Selection
As it is seen in fig. 3, a, c, the method of direct reconstruction does not always provide sufficient coverage of the surface of the object with three-dimensional points, which is especially noticeable when only one side of the object is visible. It can also be seen that when the spatial position of an object or a stereo camera changes, the resulting density is highly dependent on the level of perpendicularity of the object plane relative to the stereo camera. So, in fig. 3, a the information about the upper surface of the object is very noisy, however, as the camera position changes, the reconstruction becomes more and more dense (Fig. 3 , b, c ).

b
Fig. 3. An example of direct reconstruction of an object
Рис. 3. Пример прямой реконструкции объекта
To solve this problem, it is proposed, instead of trying to directly reconstruct the shape of an object, to use a replacing three-dimensional model, selected in accordance with the classified object. Such an approach will not only simplify the reconstruction of the scene and objects on it (since the system will be able to reconstruct visible objects during a single inspection), but also increase the flexibility of the object capture algorithm, which is ensured by the presence of a full three-dimensional model, on the basis of which it is better to calculate the trajectory compared to the noisy approximate voxel model. The approach under consideration involves solving three problems: determining the method of object reconstruction, correlating the position and dimensions of the replacing model and the target object.
2.4. 3D shape reconstruction
Detected target objects are reconstructed on the 3D map of the robotic manipulator by replacing them with a similar 3D model. The method under consideration involves the preparation of the necessary data set to form a three-dimensional model. One of the methods of formation is the use of a completely identical three-dimensional model, which makes it possible to achieve high fidelity in the reproduction of the target object. However, this approach has a significant drawback, since the model is formed in advance and is integral. Therefore, in the case of reproducing an object of complex shape, the three-dimensional model will have many details that are necessary only for calculating the direct interaction of the manipulator with the object itself, and in the case of the presence of a large number of complex objects on the scene, resource costs will increase significantly.

Problem requirements
In the passage on 3D shape reconstruction, what significant drawback is given for using a completely identical three-dimensional model?

Recorded information
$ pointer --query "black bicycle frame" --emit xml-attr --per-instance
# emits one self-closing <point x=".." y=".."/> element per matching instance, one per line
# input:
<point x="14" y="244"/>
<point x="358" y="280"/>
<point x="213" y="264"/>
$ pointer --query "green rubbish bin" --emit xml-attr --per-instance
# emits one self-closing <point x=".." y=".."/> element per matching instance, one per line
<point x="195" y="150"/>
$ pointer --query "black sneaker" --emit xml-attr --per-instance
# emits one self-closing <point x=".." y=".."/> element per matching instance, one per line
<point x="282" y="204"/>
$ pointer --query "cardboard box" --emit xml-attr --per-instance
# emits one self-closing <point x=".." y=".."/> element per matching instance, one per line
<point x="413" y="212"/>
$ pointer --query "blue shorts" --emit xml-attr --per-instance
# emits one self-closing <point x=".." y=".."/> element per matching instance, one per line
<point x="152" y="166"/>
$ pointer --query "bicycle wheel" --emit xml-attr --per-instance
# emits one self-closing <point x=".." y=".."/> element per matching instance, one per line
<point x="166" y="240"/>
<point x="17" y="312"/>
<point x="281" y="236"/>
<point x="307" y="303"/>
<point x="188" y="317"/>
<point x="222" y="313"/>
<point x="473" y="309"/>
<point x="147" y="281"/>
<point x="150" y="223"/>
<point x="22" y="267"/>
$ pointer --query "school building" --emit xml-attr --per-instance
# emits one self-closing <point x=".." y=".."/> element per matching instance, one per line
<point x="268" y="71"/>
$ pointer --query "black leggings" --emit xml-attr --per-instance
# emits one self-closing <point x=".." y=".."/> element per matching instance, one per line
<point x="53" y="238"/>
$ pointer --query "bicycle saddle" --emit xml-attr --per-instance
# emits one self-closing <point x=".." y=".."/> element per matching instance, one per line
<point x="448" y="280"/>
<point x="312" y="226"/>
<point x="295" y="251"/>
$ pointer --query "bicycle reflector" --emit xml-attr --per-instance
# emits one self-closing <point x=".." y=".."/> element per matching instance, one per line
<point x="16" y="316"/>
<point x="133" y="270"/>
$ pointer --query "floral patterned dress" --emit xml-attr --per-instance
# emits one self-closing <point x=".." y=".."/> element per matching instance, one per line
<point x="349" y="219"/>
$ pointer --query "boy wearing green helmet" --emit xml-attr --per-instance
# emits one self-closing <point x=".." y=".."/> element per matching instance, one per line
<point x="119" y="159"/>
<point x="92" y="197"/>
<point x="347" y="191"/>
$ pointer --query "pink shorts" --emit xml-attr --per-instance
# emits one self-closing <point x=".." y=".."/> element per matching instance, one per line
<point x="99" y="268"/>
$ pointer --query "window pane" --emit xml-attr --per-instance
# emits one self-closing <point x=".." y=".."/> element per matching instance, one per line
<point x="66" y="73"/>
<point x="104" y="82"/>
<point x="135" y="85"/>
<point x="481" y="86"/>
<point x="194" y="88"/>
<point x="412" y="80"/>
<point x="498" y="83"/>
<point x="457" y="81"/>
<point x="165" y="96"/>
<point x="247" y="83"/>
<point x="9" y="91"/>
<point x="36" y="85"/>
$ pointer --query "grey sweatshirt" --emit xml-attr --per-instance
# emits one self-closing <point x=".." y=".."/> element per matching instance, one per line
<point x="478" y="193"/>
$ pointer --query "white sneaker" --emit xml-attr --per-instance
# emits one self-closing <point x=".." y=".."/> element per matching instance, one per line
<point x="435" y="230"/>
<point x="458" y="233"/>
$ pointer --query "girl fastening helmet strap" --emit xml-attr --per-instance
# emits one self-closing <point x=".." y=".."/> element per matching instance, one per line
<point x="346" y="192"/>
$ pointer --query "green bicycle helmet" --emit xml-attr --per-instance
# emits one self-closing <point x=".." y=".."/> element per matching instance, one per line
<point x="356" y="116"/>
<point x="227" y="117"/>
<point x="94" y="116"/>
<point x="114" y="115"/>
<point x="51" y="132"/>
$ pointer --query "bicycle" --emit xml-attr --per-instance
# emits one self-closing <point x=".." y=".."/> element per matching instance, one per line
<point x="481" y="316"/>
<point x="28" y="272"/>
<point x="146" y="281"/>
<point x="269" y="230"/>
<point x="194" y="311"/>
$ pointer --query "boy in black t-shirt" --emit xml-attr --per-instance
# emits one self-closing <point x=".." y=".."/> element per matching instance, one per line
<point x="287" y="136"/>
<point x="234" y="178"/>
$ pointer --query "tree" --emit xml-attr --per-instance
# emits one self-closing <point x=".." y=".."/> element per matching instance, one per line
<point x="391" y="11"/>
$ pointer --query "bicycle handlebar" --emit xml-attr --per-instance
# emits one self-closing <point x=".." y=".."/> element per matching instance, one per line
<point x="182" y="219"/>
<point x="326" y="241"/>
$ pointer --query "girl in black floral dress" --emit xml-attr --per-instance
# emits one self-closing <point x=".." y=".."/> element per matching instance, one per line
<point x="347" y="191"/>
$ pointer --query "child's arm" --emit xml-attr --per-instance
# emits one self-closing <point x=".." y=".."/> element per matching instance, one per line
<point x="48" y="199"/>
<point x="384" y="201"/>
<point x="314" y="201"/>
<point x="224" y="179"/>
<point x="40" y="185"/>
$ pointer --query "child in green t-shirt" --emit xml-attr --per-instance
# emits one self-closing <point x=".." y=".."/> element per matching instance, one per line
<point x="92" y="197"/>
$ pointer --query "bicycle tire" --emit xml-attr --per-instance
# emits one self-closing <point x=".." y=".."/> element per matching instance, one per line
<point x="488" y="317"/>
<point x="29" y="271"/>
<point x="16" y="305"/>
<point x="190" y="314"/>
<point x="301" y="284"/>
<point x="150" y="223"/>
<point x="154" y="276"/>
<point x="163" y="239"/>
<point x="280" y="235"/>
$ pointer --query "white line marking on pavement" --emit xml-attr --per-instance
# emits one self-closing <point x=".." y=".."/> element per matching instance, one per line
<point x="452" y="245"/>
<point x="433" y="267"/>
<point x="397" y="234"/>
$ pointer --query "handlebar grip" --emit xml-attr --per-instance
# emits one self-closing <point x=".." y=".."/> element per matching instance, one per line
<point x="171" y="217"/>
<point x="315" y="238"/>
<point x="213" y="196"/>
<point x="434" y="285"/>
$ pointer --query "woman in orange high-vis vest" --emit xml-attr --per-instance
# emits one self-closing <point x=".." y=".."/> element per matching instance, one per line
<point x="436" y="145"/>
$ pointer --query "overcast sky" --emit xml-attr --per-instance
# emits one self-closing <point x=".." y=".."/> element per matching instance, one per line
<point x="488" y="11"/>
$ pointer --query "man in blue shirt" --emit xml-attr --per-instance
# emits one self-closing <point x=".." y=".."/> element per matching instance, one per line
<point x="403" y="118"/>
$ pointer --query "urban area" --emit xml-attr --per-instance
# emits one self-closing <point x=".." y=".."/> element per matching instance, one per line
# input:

Response to this task
The model is formed in advance and is integral.